*READING TEXT:*
______
Scientists have discovered a novel behavior of the blood vessels of the brain in zebrafish that may explain some forms of stroke in humans. The previously undescribed large structures are spherical and so have been termed kugeln (German for sphere) by the team. Kugeln persists for an average of 23 min before regressing into the parent vessel.
No cell has ever been shown to develop kugeln in the past, possibly because they are easily mistaken for normal blood vessels. Kugeln contain a molecule called nitric oxide which is essential for the health of blood vessels.
Stroke is a life-threatening condition affecting more than 100,000 people in the UK each year. Some forms of stroke are caused by mutations in genes which the researchers have shown are required to form kugeln. Although the function of kugeln is not yet fully understood, this link to genetic forms of stroke could provide new insights into neurological and cardiovascular research.
The main author of the study, said: "The finding of kugeln highlights the need for basic research to understand the mechanisms of development and disease.
The author added: "We share 70 per cent of our genes with zebrafish. Therefore, zebrafish are hugely important for understanding processes that can lead to human disease."
______
*DATASET ENTRIES:*
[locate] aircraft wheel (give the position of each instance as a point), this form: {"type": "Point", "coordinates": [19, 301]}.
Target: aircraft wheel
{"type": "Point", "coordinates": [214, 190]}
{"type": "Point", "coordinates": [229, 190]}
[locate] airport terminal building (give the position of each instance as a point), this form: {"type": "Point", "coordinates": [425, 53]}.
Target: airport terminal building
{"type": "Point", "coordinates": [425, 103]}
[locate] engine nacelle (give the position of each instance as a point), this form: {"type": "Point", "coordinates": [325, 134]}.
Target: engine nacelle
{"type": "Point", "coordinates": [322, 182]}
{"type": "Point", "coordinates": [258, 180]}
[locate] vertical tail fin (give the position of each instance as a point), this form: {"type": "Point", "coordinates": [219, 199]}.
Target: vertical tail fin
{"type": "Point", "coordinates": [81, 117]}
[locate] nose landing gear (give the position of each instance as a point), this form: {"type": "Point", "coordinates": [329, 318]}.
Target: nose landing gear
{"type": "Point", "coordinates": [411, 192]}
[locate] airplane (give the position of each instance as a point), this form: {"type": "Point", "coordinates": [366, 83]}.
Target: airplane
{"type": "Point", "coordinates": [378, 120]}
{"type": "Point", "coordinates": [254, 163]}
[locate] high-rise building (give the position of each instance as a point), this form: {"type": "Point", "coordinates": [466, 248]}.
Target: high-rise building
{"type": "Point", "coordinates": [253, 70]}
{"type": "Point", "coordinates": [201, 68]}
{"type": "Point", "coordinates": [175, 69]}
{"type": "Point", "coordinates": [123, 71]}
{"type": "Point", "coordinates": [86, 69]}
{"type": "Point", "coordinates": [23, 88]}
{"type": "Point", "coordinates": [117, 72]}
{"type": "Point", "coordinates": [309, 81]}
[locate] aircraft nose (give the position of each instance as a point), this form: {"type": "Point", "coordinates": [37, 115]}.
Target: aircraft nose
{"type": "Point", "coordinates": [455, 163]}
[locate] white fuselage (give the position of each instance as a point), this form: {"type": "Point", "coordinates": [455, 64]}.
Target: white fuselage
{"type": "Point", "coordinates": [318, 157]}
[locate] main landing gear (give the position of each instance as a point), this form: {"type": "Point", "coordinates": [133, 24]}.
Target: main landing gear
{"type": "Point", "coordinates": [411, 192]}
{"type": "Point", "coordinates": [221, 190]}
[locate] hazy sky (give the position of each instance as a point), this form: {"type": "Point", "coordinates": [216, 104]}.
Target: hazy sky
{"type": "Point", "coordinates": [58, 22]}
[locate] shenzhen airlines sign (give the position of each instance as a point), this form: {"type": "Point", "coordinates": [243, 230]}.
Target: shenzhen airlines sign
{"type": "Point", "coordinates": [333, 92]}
______
*QUESTIONS:*
a: Answer these questions from the zebrafish text, each on its own line:
(i) On average, how long do kugeln persist before regressing into the parent vessel?
(ii) How many people in the UK does stroke affect each year?
(iii) What share of our genes do we share with zebrafish?
b: Decide whether each statement agrees with the zebrafish text. Answer yes or no, and quote the words from the text that decide it.
(i) Kugeln contain nitric oxide.
(ii) The function of kugeln is fully understood.
(iii) The name kugeln comes from a Latin word.
c: List every figure in the zebrafish text that is written with digits, together with what it measures.

*RESPONSES TO THE EXERCISE:*
a:
(i) 23 min
(ii) More than 100,000
(iii) 70 per cent

b:
(i) Yes: "Kugeln contain a molecule called nitric oxide"
(ii) No: "Although the function of kugeln is not yet fully understood"
(iii) No: "termed kugeln (German for sphere)"

c:
- 23 min: the average time kugeln persist before regressing into the parent vessel
- 100,000: the number of people in the UK affected by stroke each year, given as "more than 100,000"
- 70 per cent: the share of our genes that we share with zebrafish